> _Records for this exercise_
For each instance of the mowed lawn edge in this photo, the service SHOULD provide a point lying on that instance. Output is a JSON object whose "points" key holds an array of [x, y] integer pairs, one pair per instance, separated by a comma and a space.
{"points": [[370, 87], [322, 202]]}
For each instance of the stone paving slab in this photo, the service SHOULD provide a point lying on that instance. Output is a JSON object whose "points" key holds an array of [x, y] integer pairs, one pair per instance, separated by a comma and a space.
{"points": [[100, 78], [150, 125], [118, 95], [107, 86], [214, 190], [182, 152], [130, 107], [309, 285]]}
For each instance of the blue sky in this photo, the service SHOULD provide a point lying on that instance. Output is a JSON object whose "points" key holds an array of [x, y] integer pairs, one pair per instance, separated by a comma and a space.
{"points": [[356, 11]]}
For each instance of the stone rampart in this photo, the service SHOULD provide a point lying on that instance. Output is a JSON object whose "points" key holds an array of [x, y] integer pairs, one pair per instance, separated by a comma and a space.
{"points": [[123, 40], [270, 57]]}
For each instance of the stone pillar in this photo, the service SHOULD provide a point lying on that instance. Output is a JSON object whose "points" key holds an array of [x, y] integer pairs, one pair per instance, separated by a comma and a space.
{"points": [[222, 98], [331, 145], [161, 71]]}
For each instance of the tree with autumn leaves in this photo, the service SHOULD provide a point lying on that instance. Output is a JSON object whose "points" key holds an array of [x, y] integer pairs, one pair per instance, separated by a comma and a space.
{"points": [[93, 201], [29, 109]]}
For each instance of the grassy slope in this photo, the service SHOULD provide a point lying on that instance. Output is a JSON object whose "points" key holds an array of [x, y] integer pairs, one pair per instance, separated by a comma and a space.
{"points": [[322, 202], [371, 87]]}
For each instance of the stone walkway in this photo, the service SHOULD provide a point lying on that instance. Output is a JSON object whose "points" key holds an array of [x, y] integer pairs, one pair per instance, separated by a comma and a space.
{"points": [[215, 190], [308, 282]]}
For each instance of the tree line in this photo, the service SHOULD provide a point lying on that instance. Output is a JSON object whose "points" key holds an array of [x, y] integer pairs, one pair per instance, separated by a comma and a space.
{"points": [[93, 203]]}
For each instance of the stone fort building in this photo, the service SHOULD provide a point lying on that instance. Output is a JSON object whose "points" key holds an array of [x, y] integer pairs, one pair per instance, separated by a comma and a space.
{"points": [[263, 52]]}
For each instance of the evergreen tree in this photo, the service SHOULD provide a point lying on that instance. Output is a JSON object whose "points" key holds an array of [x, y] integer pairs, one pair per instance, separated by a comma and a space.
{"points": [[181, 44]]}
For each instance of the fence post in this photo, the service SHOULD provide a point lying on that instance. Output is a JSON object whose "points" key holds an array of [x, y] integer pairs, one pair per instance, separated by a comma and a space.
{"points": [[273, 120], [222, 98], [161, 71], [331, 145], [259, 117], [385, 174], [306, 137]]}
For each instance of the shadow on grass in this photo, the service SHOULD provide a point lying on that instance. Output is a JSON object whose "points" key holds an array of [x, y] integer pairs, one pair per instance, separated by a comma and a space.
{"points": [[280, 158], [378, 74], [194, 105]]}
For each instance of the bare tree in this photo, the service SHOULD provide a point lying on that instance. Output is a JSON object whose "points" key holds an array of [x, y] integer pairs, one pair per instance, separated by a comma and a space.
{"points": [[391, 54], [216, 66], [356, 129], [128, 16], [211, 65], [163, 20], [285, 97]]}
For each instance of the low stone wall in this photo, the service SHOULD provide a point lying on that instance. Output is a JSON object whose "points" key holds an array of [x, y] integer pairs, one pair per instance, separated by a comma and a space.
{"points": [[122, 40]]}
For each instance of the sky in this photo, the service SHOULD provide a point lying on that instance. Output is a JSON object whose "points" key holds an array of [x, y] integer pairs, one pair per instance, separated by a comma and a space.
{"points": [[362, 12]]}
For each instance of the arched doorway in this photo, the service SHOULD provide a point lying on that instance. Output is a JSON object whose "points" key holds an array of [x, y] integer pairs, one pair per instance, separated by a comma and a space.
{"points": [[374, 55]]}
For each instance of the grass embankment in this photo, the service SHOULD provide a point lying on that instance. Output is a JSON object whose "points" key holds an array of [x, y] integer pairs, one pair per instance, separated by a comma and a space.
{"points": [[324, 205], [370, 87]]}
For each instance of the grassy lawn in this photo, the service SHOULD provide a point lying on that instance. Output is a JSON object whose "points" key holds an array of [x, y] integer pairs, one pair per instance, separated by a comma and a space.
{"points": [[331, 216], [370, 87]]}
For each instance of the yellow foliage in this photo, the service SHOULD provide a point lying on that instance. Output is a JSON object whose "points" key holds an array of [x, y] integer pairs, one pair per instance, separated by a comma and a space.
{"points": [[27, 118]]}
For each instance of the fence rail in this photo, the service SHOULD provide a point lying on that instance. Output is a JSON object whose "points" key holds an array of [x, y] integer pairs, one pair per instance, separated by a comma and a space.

> _Problem requirements_
Write out all of the entries above, exactly and in full.

> _Answer space_
For each instance of the mowed lawn edge in this photo, the service SHOULD provide a point lying on that instance. Output is a JSON object whose "points" key holds an array of [x, y] integer pairs, one pair per instance, separated by a comma and a space.
{"points": [[370, 87], [322, 202]]}
For each instance of the stone paving slab in this photo, the service SHOULD provide a point lying on that instance. Output is a JSON object whose "points" key holds an array of [x, y] integer pairs, one pair per instance, separated by a comma and a space.
{"points": [[100, 78], [150, 125], [118, 95], [107, 86], [214, 190], [182, 152], [130, 107], [309, 285]]}
For each instance of the blue sky in this photo, the service SHOULD provide a point lying on that instance. Output is a JSON object whose "points" key holds an array of [x, y] integer pairs, one pair per instance, separated by a comma and a space.
{"points": [[356, 11]]}
For each instance of the stone rampart in this photo, the service SHOULD provide a point lying on that instance. Output is a JSON object whose "points" key holds an array of [x, y] integer pairs, one pair per instance, separated by a comma and a space.
{"points": [[123, 40], [270, 57]]}
For each instance of the stone pillar in this photo, the service SHOULD provide a point lying on that instance. Output is a JSON object whose "points" key holds an array of [x, y] integer pairs, one pair per instance, separated by a comma and a space.
{"points": [[222, 98], [331, 145], [161, 71]]}
For each instance of the tree with autumn leaves in this photo, the service SHOULD provide a point lying on that instance. Output is a JSON object whose "points" key holds an array of [x, y] integer pairs, one pair per instance, separated by a comma and a space.
{"points": [[93, 201], [29, 109]]}
For each instance of the grassy slope in this photo, the service SHOULD provide a point lying on that instance. Output is a JSON object whose "points" key holds an array of [x, y] integer pairs, one pair per instance, separated by a comma and a space.
{"points": [[322, 202], [371, 87]]}
For each instance of the stone walkway in this photo, the service SHOULD provide a point lying on that instance. Output is a JSON object whose "points" key holds an array of [x, y] integer pairs, one pair per instance, separated by a comma and a space.
{"points": [[215, 190], [308, 282]]}
For each instance of the tree line in this photo, the service SHOULD provide a point lying on that instance. Output is a JSON object whose "points" key holds an array of [x, y] integer pairs, one pair per instance, separated by a comma and a space.
{"points": [[93, 203]]}
For each instance of the stone fort building in this photo, the service SHOULD provide a point lying on that instance. Output is a JSON object whose "points" key holds an array of [x, y] integer pairs, one pair per instance, separated by a comma and a space.
{"points": [[263, 52]]}
For each instance of the evergreen tree in this photo, the service SHOULD provide a point lying on that instance. Output is a JSON object whose "points" key holds an array of [x, y] integer pairs, one pair per instance, separated by a comma and a space.
{"points": [[181, 44]]}
For each instance of the fence post in this photo, the service SHOULD provide a point lying on that instance. Output is a JSON object whose "points" key holds an array of [x, y] integer pairs, one pair per instance, separated by a comma and a space.
{"points": [[273, 120], [222, 98], [161, 71], [331, 145], [259, 117], [385, 174], [306, 137]]}
For each instance of the shadow on grass in this photo, the service SHOULD provide a point lying on that instance. Output is a JSON object whose "points" key holds an array of [x, y] integer pairs, one pair per instance, separated by a comma and a space.
{"points": [[280, 158], [378, 74], [194, 105]]}
For each instance of the bare tree in this photo, the service SHOULD provide a point lying on that instance. Output is a JSON object whose "points" key holds an array of [x, y] integer pairs, one pair per instance, separated by a comma and a space.
{"points": [[391, 54], [216, 66], [356, 129], [128, 16], [211, 65], [163, 20], [285, 97]]}
For each instance of the low stone wall in this photo, the service SHOULD provide a point lying on that instance. Output is a JSON object whose "points" key holds an array of [x, y] integer pairs, one pair per instance, separated by a comma and a space.
{"points": [[122, 40]]}
For each instance of the sky in this photo, the service SHOULD provide a point lying on that instance. Output is a JSON object whose "points" key holds an array of [x, y] integer pairs, one pair per instance, separated by a comma and a space.
{"points": [[362, 12]]}
For each instance of the arched doorway in this photo, the service SHOULD provide a point lying on that instance. Output is a JSON object whose "points" key holds an array of [x, y] integer pairs, one pair per instance, separated by a comma and a space.
{"points": [[374, 55]]}
For each instance of the grass embankment in this photo, the service SHOULD provide a point lying on that instance. Output is a JSON object whose "points" key holds an array of [x, y] integer pairs, one pair per instance, separated by a comma and a space.
{"points": [[324, 205], [370, 87]]}
For each instance of the grassy lawn in this photo, the service SHOULD provide a point lying on that instance. Output is a JSON object whose "points" key holds an array of [x, y] integer pairs, one pair per instance, separated by a comma and a space.
{"points": [[331, 216], [370, 87]]}
For each instance of the yellow foliage in this photo, the service SHOULD provide a point lying on that instance. Output is a JSON object whose "points" key holds an array of [x, y] integer pairs, one pair per instance, separated by a comma and a space.
{"points": [[27, 118]]}
For each instance of the fence rail in this photo, the service SHOULD provide a point lying on that instance. Output is a JSON object whose "points" key holds an array of [x, y] integer pairs, one pair per instance, separated by a comma and a space.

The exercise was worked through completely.